§ **Exercise directions**: Rewrite every line, requests included, starting with the line that contains "point: excavator boom" and continuing through the final line of the records, with each point coordinate in the answers increased by 45.

§ **Data lines**:
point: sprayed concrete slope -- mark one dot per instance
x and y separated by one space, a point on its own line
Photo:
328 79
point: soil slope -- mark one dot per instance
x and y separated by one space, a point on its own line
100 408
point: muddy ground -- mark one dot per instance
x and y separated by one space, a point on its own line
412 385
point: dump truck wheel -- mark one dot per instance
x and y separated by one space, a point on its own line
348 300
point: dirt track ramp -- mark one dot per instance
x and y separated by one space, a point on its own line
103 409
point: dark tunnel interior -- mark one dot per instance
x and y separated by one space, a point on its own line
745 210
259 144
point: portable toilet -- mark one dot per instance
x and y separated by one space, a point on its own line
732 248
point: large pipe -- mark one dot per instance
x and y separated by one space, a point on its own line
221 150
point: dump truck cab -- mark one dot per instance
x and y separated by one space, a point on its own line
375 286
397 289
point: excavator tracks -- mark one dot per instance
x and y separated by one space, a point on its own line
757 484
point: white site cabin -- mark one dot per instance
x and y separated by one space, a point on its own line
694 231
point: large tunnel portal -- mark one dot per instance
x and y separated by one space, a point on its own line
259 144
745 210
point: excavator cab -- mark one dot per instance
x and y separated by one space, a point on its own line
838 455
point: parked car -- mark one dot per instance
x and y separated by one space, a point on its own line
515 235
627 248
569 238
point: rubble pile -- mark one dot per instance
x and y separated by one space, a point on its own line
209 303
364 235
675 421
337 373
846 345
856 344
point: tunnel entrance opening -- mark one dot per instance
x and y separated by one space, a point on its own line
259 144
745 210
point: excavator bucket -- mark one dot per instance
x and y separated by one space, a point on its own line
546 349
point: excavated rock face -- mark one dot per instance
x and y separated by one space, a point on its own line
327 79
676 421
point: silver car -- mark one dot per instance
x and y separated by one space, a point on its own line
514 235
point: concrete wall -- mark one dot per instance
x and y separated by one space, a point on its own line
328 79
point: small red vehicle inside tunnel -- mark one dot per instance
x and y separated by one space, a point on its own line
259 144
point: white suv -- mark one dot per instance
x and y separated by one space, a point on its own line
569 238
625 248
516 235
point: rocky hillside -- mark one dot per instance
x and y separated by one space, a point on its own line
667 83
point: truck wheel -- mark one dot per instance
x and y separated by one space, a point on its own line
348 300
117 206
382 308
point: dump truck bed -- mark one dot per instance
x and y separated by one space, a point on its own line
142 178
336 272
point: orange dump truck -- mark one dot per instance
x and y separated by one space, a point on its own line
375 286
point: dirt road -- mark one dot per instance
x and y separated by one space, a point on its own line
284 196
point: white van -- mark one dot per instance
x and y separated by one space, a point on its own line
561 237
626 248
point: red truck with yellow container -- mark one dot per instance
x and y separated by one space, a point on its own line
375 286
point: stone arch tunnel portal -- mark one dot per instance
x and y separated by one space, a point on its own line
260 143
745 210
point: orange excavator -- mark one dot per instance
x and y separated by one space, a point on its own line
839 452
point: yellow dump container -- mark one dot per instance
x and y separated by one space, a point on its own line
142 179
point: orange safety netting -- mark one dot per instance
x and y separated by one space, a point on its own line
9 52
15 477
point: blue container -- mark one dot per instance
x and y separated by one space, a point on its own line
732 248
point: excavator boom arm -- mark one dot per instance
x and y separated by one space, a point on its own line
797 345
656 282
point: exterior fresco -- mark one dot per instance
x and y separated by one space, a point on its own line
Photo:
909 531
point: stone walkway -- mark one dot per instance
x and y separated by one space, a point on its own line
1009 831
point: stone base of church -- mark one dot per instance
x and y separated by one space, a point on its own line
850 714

§ **Finished exercise**:
point: excavator boom arm -- mark one dot per instance
x and y separated by one space, a point on its own line
842 390
701 327
point: exterior fresco -- mark one dot per instance
x and y separated by one space, a point on its own line
Photo:
954 576
point: stone walkway -- mark one dot per instance
x and y separated by one space, a point on its own line
1054 876
point: stone base of church -- mark one dot per instance
x and y separated by one space, a point on its own line
895 759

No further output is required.